DOCUMENT TEXT »
▬▬▬

After the training job is finished, check the job and make sure that it completed successfully.

In [None]:
boto3.client('sagemaker').describe_hyper_parameter_tuning_job(HyperParameterTuningJobName=tuner.latest_tuning_job.job_name)['HyperParameterTuningJobStatus']

When the job is complete, there should be 10 completed jobs. One of the jobs should be marked as the best.

You can examine the metrics by getting *HyperparameterTuningJobAnalytics* and loading that data into a pandas DataFrame.

In [None]:
from pprint import pprint
from sagemaker.analytics import HyperparameterTuningJobAnalytics

tuner_analytics = HyperparameterTuningJobAnalytics(tuner.latest_tuning_job.name, sagemaker_session=sagemaker.Session())

df_tuning_job_analytics = tuner_analytics.dataframe()

# Sort the tuning job analytics by the final metrics value
df_tuning_job_analytics.sort_values(
    by=['FinalObjectiveValue'],
    inplace=True,
    ascending=False if tuner.objective_type == "Maximize" else True)

# Show detailed analytics for the top 5 models
df_tuning_job_analytics.head()


You should be able to see the hyperparameters that were used for each job, along with the score. You could use those parameters and create a model, or you can get the best model from the hyperparameter tuning job.

In [None]:
attached_tuner = HyperparameterTuner.attach(tuner.latest_tuning_job.name, sagemaker_session=sagemaker.Session())
best_training_job = attached_tuner.best_training_job()

Now, you must attach the estimator to the best training job and create the model.

In [None]:
from sagemaker.estimator import Estimator
algo_estimator = Estimator.attach(best_training_job)

best_algo_model = algo_estimator.create_model(env={'SAGEMAKER_DEFAULT_INVOCATIONS_ACCEPT':"text/csv"})

This demonstration is now complete!

▬▬▬

DATA »
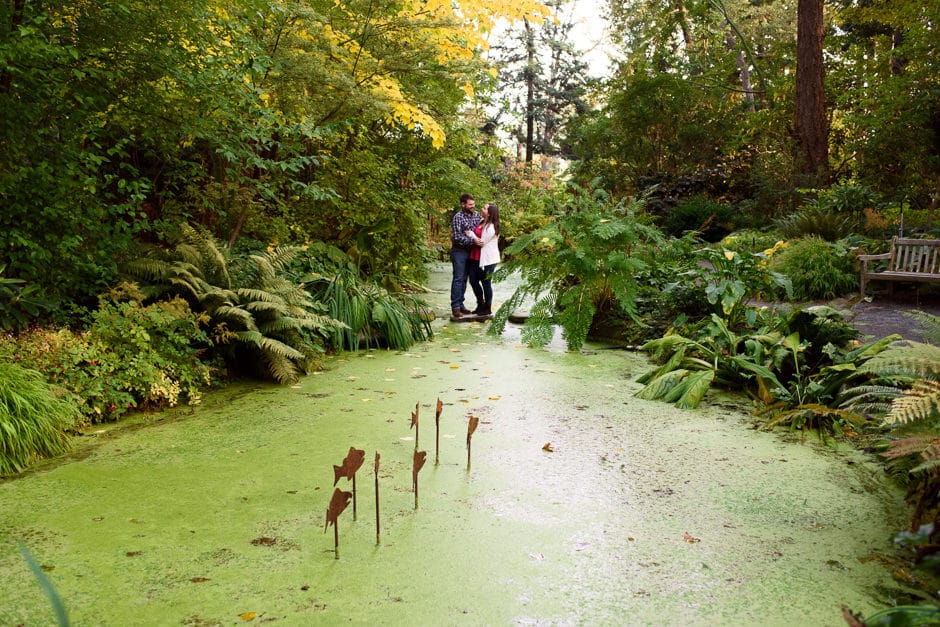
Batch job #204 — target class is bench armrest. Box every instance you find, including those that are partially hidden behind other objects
[856,251,894,274]
[856,253,891,261]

▬▬▬

Using the hyperparameter tuning walkthrough, determine whether each statement agrees with it, answering yes or no and quoting the deciding words: (a) a finished tuning job should show 10 completed jobs; (b) the analytics are always sorted in ascending order of the final objective value; (c) the best model is created with its default accept type set to JSON. The material was drawn from a different source than the hyperparameter tuning walkthrough.

OUTPUT OF THE TASK »
(a) Yes: "there should be 10 completed jobs."
(b) No: "ascending=False if tuner.objective_type == "Maximize" else True"
(c) No: "env={'SAGEMAKER_DEFAULT_INVOCATIONS_ACCEPT':"text/csv"}"